=== TASK INSTRUCTIONS ===
Show each line below that contains the word "backdrop". Case counts.

** start of DATA ROWS **

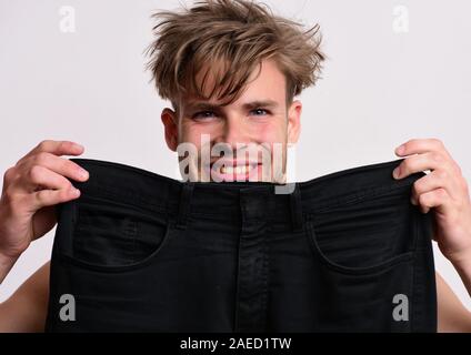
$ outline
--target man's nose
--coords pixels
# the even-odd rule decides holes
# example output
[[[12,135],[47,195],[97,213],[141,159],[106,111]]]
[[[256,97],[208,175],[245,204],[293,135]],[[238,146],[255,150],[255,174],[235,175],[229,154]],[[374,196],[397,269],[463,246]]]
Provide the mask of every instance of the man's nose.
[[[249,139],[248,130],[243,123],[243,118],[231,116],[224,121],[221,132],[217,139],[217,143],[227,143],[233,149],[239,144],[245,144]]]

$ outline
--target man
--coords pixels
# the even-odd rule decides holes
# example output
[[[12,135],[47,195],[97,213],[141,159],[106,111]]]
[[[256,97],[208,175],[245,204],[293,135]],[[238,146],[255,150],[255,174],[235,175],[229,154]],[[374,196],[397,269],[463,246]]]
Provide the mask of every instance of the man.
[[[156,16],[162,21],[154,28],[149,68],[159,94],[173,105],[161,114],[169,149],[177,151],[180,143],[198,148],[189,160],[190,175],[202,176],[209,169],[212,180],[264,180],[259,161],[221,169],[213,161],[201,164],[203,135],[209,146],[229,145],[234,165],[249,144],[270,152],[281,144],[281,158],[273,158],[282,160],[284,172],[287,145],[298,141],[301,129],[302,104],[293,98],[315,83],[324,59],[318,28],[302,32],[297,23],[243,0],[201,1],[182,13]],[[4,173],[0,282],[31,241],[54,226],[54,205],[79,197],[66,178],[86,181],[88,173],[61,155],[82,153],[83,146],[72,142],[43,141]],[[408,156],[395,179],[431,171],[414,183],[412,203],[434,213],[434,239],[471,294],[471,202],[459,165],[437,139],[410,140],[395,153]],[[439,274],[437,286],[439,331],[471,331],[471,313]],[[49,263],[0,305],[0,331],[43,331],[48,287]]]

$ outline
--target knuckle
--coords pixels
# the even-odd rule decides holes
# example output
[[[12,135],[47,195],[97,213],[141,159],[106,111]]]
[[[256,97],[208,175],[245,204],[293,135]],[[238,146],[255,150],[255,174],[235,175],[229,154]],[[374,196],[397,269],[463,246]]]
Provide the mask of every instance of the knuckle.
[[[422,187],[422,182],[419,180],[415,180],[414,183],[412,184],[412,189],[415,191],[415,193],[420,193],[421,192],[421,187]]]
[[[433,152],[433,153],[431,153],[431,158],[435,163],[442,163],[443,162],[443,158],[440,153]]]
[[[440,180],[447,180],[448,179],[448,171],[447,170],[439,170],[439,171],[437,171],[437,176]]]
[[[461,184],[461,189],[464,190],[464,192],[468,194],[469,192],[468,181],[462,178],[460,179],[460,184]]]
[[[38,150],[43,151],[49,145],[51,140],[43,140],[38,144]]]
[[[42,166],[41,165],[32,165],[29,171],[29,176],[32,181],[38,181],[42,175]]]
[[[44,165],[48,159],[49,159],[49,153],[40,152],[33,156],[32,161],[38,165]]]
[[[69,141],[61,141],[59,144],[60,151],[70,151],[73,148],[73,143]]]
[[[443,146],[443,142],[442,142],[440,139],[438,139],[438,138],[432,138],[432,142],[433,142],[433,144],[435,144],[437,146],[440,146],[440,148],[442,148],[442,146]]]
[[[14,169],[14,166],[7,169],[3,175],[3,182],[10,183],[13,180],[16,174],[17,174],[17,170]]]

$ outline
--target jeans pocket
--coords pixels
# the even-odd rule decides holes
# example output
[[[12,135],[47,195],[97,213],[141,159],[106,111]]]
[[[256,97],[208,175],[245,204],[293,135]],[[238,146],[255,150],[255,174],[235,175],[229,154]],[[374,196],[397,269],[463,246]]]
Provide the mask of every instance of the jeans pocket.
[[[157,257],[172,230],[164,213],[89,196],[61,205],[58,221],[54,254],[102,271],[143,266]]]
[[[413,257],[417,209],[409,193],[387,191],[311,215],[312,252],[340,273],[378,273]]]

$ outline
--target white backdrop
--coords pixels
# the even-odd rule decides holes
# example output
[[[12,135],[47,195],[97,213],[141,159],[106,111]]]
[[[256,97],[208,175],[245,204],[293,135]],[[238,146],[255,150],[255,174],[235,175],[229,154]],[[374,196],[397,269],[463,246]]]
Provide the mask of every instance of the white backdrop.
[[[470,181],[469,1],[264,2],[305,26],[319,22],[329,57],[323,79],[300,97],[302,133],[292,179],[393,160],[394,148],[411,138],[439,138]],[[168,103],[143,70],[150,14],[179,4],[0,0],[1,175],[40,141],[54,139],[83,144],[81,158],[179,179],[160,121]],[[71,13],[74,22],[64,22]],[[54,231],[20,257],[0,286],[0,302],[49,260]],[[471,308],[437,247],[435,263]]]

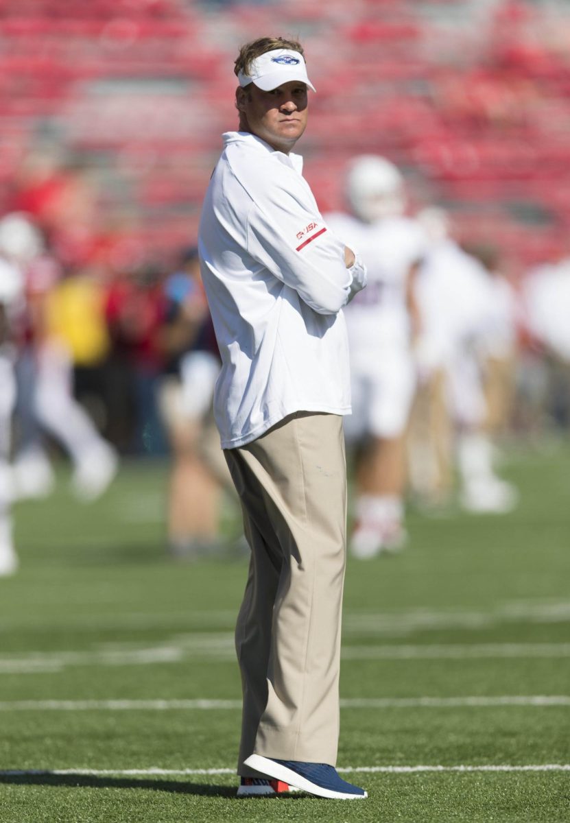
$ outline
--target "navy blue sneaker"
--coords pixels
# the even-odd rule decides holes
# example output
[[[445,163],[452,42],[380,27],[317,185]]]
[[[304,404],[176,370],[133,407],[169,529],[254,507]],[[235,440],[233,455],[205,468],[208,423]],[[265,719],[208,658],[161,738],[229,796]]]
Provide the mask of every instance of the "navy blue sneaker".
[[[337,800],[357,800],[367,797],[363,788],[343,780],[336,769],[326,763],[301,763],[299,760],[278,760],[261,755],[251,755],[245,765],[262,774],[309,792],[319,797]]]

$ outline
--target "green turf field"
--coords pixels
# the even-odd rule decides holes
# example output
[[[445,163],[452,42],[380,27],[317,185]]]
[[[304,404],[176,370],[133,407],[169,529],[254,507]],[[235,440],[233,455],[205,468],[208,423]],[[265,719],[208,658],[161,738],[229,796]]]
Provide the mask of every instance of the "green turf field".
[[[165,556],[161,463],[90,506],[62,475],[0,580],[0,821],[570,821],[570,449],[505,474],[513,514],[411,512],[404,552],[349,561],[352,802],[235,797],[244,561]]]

** end of DATA ROWS **

=== WRITTEN ANSWER ===
--target white backdrop
Provide the mask of every instance of the white backdrop.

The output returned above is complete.